---------- DATA EXTRACT ----------

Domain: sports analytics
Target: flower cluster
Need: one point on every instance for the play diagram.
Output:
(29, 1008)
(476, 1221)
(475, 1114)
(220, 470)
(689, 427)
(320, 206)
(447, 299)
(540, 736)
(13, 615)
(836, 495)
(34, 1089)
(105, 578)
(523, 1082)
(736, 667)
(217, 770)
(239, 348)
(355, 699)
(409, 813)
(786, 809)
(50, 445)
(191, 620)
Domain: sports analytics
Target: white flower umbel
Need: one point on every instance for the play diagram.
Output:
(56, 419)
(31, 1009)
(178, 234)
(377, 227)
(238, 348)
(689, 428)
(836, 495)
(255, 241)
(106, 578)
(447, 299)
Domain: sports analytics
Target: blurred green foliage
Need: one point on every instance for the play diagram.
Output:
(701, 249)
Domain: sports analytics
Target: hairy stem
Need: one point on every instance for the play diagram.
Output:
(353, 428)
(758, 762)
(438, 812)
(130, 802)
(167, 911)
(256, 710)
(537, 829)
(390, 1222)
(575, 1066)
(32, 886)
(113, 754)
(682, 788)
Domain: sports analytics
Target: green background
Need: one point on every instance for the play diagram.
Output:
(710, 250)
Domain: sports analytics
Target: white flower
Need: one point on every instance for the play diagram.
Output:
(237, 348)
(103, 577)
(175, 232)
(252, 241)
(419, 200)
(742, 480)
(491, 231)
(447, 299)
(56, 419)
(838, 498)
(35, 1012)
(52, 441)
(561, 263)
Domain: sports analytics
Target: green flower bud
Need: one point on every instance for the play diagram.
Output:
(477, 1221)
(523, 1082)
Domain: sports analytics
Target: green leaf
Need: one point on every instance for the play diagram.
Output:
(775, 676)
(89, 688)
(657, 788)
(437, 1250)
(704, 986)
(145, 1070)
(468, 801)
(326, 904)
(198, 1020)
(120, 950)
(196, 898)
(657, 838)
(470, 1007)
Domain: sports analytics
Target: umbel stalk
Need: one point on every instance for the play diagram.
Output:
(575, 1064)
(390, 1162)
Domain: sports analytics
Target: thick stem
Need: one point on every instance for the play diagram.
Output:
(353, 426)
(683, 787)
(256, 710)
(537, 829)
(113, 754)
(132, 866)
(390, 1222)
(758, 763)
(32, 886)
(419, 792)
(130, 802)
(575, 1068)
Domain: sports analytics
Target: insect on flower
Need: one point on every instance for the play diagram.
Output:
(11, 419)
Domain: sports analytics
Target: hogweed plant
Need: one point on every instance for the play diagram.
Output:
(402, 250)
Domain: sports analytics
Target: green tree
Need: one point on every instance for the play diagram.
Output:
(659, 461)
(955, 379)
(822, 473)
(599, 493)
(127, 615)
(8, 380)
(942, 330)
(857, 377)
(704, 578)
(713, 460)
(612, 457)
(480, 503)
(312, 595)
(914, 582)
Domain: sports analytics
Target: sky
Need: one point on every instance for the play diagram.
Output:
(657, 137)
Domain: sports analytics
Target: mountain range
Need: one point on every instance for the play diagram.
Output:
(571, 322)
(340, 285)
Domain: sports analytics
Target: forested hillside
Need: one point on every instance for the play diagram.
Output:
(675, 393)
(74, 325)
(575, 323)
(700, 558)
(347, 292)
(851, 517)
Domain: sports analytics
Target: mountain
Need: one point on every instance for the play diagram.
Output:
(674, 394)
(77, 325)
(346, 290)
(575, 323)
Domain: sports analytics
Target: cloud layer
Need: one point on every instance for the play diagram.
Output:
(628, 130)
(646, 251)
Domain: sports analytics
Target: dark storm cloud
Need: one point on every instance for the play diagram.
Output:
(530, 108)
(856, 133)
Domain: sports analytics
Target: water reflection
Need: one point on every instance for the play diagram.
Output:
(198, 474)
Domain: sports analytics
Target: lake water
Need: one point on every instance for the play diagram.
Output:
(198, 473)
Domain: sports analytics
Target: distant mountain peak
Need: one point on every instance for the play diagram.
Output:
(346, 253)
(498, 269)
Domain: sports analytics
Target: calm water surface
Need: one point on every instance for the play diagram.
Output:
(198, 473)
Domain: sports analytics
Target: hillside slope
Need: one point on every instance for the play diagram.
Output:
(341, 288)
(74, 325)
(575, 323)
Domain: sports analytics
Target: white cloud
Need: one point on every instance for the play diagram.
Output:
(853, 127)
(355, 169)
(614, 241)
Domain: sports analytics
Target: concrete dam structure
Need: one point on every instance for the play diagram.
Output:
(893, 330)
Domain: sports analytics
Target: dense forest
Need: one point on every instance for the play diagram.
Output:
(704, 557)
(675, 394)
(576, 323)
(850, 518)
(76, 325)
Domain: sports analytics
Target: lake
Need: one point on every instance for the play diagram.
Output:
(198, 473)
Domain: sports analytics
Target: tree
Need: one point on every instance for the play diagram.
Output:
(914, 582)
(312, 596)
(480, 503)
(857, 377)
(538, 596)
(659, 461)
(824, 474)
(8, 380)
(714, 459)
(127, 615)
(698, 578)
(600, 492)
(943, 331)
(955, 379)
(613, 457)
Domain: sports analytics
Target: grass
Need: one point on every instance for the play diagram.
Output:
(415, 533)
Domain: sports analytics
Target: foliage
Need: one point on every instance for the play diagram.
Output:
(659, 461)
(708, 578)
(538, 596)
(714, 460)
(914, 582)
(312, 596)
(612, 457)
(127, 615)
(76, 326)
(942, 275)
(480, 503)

----------

▶ **EXERCISE PROMPT**
Write out the complete set of records exactly as given.

▶ **FINISHED TASK**
Domain: sports analytics
Target: flower cluster
Need: one point on every instance for the play diagram.
Output:
(29, 1008)
(476, 1221)
(475, 1114)
(220, 470)
(689, 427)
(320, 206)
(447, 299)
(540, 736)
(13, 615)
(836, 495)
(34, 1089)
(105, 578)
(523, 1082)
(736, 667)
(217, 770)
(239, 348)
(355, 699)
(409, 813)
(786, 809)
(50, 445)
(191, 620)
Domain: sports analytics
Target: white flower umbel
Need: one point on every instance for the play diagram.
Output:
(56, 419)
(31, 1009)
(178, 234)
(377, 227)
(238, 348)
(689, 428)
(836, 495)
(255, 241)
(106, 578)
(447, 299)
Domain: sports analytics
Target: blurred green foliage
Need: one point on every instance for the play diagram.
Output:
(701, 249)
Domain: sports analytics
Target: hairy stem
Need: one point on every instance for the play diagram.
Output:
(353, 428)
(758, 762)
(438, 812)
(130, 802)
(167, 911)
(256, 710)
(537, 829)
(390, 1222)
(575, 1066)
(32, 886)
(113, 754)
(682, 788)
Domain: sports analytics
Target: green background
Need: one point on every instance for the play diagram.
Output:
(710, 250)
Domain: sports analytics
Target: white flower
Need: one point on every instance for the play diagram.
Output:
(237, 348)
(103, 577)
(175, 232)
(252, 241)
(419, 200)
(742, 480)
(491, 231)
(447, 299)
(56, 419)
(838, 498)
(35, 1012)
(52, 441)
(561, 263)
Domain: sports analytics
Target: green flower bud
Need: one point on every instance for the play diagram.
Output:
(477, 1221)
(523, 1082)
Domain: sports analytics
Target: green leaf
Need: one point on every instance for the play diagram.
Output:
(775, 676)
(89, 688)
(657, 788)
(437, 1250)
(704, 986)
(145, 1070)
(468, 801)
(326, 904)
(198, 1020)
(120, 950)
(196, 898)
(657, 838)
(470, 1007)
Domain: sports analytics
Target: umbel stalk
Need: one point on every instance for the play diagram.
Output:
(575, 1064)
(390, 1162)
Domain: sports analytics
Target: thick stem
Need: one point on every instance for the play diagram.
Output:
(353, 426)
(683, 787)
(256, 710)
(537, 829)
(113, 754)
(132, 866)
(390, 1222)
(758, 763)
(32, 886)
(419, 792)
(130, 802)
(575, 1068)
Domain: sports analytics
Target: insect on flower
Need: one point on every instance for the play diagram.
Output:
(11, 419)
Domain: sports analytics
Target: hogweed plant
Need: one point on every instance for the play diagram.
Output:
(402, 250)
Domain: sports analytics
Target: green tree
Need: one point on every instance for the play diagram.
Output:
(659, 461)
(955, 379)
(822, 473)
(599, 493)
(127, 615)
(8, 380)
(942, 330)
(857, 377)
(704, 578)
(713, 460)
(612, 457)
(480, 503)
(312, 595)
(914, 582)
Domain: sports analytics
Target: sky
Need: one point on every instance for the play diagram.
Output:
(657, 137)
Domain: sports analytics
Target: mountain range
Need: one point on every instance for the play diagram.
Output:
(571, 322)
(340, 285)
Domain: sports analytics
Target: forested hillside
Need: one point on every instance for the play diagram.
Output:
(675, 393)
(74, 325)
(575, 323)
(700, 558)
(347, 292)
(851, 517)
Domain: sports analytics
Target: mountain
Need: one point on every instance for the play diagram.
Output:
(674, 394)
(77, 325)
(346, 290)
(575, 323)
Domain: sports analytics
Target: cloud layer
Need: one point on every instance for the play diagram.
Output:
(628, 130)
(646, 251)
Domain: sports analytics
Target: dark storm cloud
Need: one point on every instance for the play diagram.
Output:
(530, 108)
(856, 133)
Domain: sports analytics
Target: water reflection
Need: one point on every instance for the play diagram.
Output:
(198, 474)
Domain: sports analytics
Target: lake water
Need: one point on every instance for the play diagram.
Output:
(198, 473)
Domain: sports analytics
Target: distant mountain peak
Need: one point on every instance for the play diagram.
Output:
(346, 253)
(498, 269)
Domain: sports analytics
Target: calm water surface
Need: one point on every instance for the play diagram.
Output:
(198, 473)
Domain: sports analytics
Target: hillside slope
Need: one point on every instance for the play diagram.
Output:
(341, 288)
(74, 325)
(575, 323)
Domain: sports analytics
Target: white cloud
Need: one point on every instance for the play diagram.
Output:
(853, 127)
(355, 169)
(614, 241)
Domain: sports analytics
Target: concrete dam structure
Need: one point on every instance for the play diagram.
Output:
(893, 330)
Domain: sports analytics
Target: dense forest
Need: one point on every instance for the play diagram.
Output:
(704, 557)
(675, 394)
(576, 323)
(850, 518)
(76, 325)
Domain: sports analytics
Target: lake
Need: one point on every instance for the play diagram.
Output:
(198, 473)
Domain: sports analytics
Target: tree
Need: one point on every instance for the play diagram.
Output:
(914, 582)
(312, 596)
(480, 503)
(857, 377)
(538, 596)
(659, 461)
(824, 474)
(8, 380)
(714, 459)
(127, 615)
(698, 578)
(600, 492)
(943, 331)
(955, 379)
(613, 457)
Domain: sports analytics
Target: grass
Need: one point on every instance for the play diagram.
Output:
(415, 533)
Domain: sports analytics
Target: foliage
Need: one point on every instance for the play diagram.
Output:
(659, 461)
(708, 578)
(538, 596)
(714, 460)
(914, 582)
(312, 596)
(612, 457)
(127, 615)
(76, 326)
(942, 275)
(480, 503)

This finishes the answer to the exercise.